Other states have already begun adopting the registered series since its introduction by Delaware in 2019. On June 1, 2022, Texas amended its own Series LLC allowing for a Series LLC to have both protected and registered series. These entities are often used in oil exploration financing. 

Work has been done outside of Delaware law to progress the adoption of Series LLC legislation in other states. In 2017, the Uniform Law Commission (“ULC”) published the Uniform Protected Series Act (“UPSA”). The UPSA creates prescriptive rules aimed at ensuring that Series LLCs are used responsibly.  

The fact that the Delaware General Assembly continues to revise their Series LLC law demonstrates the legislature’s commitment to the continued success of Series LLCs. Delaware has shown that it is willing to continue refining its laws to support the world’s most ambitious entrepreneurs and innovators by enabling them to profit from this powerful and innovative entity. 

The Series LLC: Not Your Average Business Entity

SeriesLLC.com Founder John Legaré Williams recently gave a TEDxWilmington Talk on the series LLC. This is what he discussed.

  • The Series LLC allows you to separate your assets
  • Many business types can use the Series LLC
  • The Delaware Series LLC is a popular choice

I need you to suspend your disbelief just for a second and imagine I am Mick Jagger. I am on a tour playing in small venues across the United States. I’ve just arrived in Wilmington, Delaware, where we’re performing a concert at the sold-out Queen Theater. While they’re serving cold beverages in the back, they’re also serving hot coffee. Someone orders a hot coffee, walks through the crowd, bumps his elbow and drops the cup of coffee on concert goers and staff resulting in minor burns. So, what happens next?

● ● ● ● ● ● ●

Given instruction 1
Using the passage on Series LLCs, answer each question in a few words:
(a) On what date did Texas amend its Series LLC?
(b) In what year did the Uniform Law Commission publish the Uniform Protected Series Act?
(c) At what venue does the imagined concert in Wilmington take place?
Given instruction 2
Print the stretch of the passage on Series LLCs from "SeriesLLC.com Founder John" through "what happens next?".
The lines after this passage come from another source.

Data extract
● ● ● ● ● ● ●

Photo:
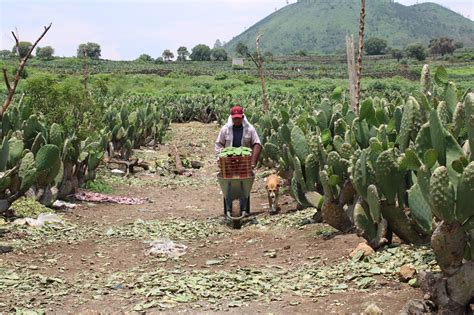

● ● ● ● ● ● ●

Problem solution 1
(a) June 1, 2022
(b) 2017
(c) The Queen Theater

Problem solution 2
SeriesLLC.com Founder John Legaré Williams recently gave a TEDxWilmington Talk on the series LLC. This is what he discussed.

  • The Series LLC allows you to separate your assets
  • Many business types can use the Series LLC
  • The Delaware Series LLC is a popular choice

I need you to suspend your disbelief just for a second and imagine I am Mick Jagger. I am on a tour playing in small venues across the United States. I’ve just arrived in Wilmington, Delaware, where we’re performing a concert at the sold-out Queen Theater. While they’re serving cold beverages in the back, they’re also serving hot coffee. Someone orders a hot coffee, walks through the crowd, bumps his elbow and drops the cup of coffee on concert goers and staff resulting in minor burns. So, what happens next?